## [Task]
Display each line of the records that contains the string "painting", copied in full. Case counts.

=-=-=-=-=

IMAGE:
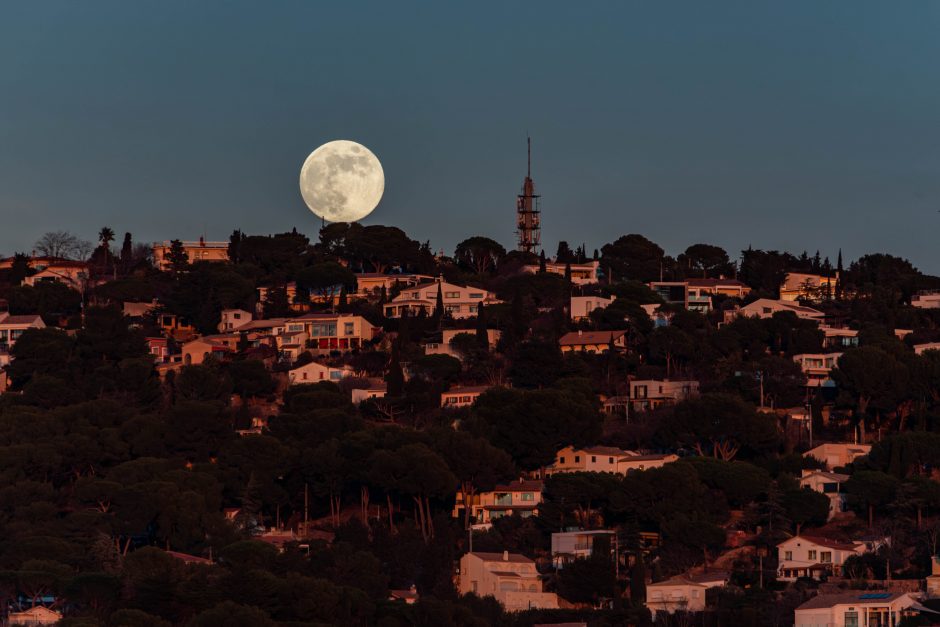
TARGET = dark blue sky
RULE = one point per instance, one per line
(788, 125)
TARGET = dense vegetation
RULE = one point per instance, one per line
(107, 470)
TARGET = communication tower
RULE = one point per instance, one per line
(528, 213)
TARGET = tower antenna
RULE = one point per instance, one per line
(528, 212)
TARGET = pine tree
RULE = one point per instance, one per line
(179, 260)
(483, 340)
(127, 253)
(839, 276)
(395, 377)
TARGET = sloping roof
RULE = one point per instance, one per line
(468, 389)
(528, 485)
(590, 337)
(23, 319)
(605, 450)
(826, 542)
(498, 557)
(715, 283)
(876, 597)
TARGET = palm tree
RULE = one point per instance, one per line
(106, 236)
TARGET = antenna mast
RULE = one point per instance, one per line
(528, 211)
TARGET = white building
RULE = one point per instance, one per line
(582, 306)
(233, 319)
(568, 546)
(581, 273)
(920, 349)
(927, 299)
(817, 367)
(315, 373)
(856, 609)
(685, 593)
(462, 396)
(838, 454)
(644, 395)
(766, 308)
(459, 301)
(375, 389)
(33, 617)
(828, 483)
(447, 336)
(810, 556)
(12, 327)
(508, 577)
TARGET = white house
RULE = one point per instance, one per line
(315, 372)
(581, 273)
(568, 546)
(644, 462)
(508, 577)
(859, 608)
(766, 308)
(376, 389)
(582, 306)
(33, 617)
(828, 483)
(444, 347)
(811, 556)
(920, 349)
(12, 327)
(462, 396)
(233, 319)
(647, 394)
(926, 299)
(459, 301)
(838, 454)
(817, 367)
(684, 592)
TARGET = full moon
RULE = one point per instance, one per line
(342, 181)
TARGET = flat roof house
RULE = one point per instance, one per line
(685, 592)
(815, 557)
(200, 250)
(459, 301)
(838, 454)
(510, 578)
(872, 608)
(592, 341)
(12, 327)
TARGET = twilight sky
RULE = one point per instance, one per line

=-=-=-=-=

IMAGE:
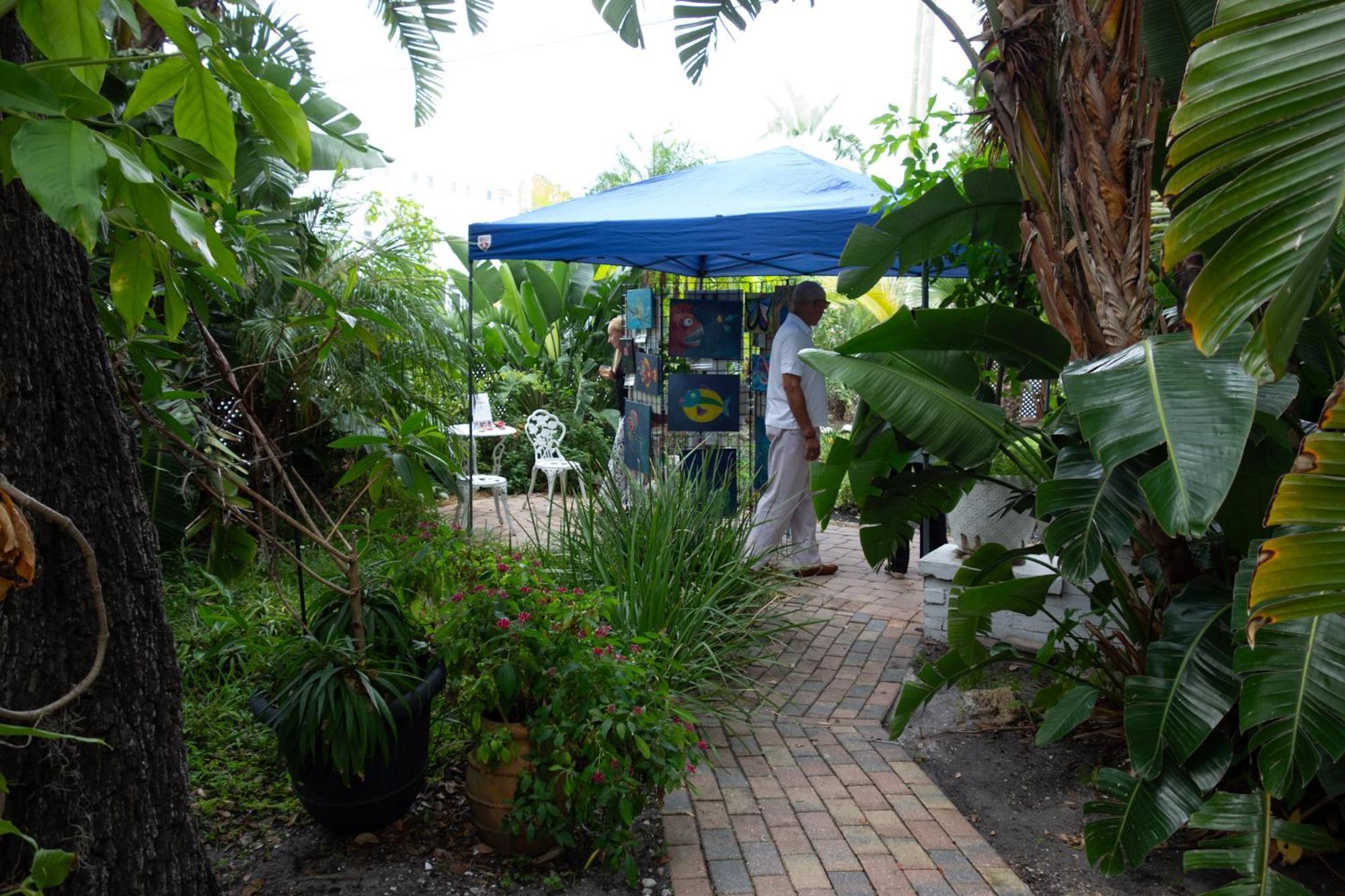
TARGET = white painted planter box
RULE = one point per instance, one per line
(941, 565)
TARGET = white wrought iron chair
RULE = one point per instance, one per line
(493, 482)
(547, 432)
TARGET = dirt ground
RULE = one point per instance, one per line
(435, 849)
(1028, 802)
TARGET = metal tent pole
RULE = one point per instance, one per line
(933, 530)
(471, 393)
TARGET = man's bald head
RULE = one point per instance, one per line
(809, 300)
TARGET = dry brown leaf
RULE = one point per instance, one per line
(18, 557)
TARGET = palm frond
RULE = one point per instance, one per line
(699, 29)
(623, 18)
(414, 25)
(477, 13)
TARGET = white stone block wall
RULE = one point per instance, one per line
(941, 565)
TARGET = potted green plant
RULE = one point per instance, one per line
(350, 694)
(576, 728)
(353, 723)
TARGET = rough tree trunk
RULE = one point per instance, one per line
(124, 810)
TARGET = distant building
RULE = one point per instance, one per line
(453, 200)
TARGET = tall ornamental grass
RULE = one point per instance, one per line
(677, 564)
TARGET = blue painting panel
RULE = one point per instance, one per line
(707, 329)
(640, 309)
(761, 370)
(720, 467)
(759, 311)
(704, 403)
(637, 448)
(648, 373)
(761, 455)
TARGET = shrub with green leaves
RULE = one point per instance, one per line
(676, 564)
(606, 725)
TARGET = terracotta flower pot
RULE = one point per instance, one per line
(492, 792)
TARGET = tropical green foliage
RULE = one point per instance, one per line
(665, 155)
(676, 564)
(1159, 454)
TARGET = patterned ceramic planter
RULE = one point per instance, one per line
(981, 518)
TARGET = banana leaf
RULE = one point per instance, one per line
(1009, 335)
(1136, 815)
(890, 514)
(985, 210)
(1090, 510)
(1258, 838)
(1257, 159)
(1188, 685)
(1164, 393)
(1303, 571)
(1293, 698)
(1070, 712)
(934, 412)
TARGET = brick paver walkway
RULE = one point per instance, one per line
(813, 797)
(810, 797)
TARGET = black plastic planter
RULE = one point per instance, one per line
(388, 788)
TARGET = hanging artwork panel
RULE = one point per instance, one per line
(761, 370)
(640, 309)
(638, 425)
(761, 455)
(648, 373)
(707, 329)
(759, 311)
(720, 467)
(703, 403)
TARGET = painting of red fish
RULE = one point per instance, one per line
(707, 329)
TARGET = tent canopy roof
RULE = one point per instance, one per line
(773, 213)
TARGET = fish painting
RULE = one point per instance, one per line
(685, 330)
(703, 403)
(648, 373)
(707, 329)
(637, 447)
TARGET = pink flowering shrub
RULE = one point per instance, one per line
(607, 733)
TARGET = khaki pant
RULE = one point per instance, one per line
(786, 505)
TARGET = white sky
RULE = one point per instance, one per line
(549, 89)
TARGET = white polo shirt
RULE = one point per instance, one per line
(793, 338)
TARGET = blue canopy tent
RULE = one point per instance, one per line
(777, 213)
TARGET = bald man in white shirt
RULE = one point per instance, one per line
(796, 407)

=-=-=-=-=

## [Solved exercise]
TARGET = blue painting panel
TARGET = painting of red fish
TARGET = fish painting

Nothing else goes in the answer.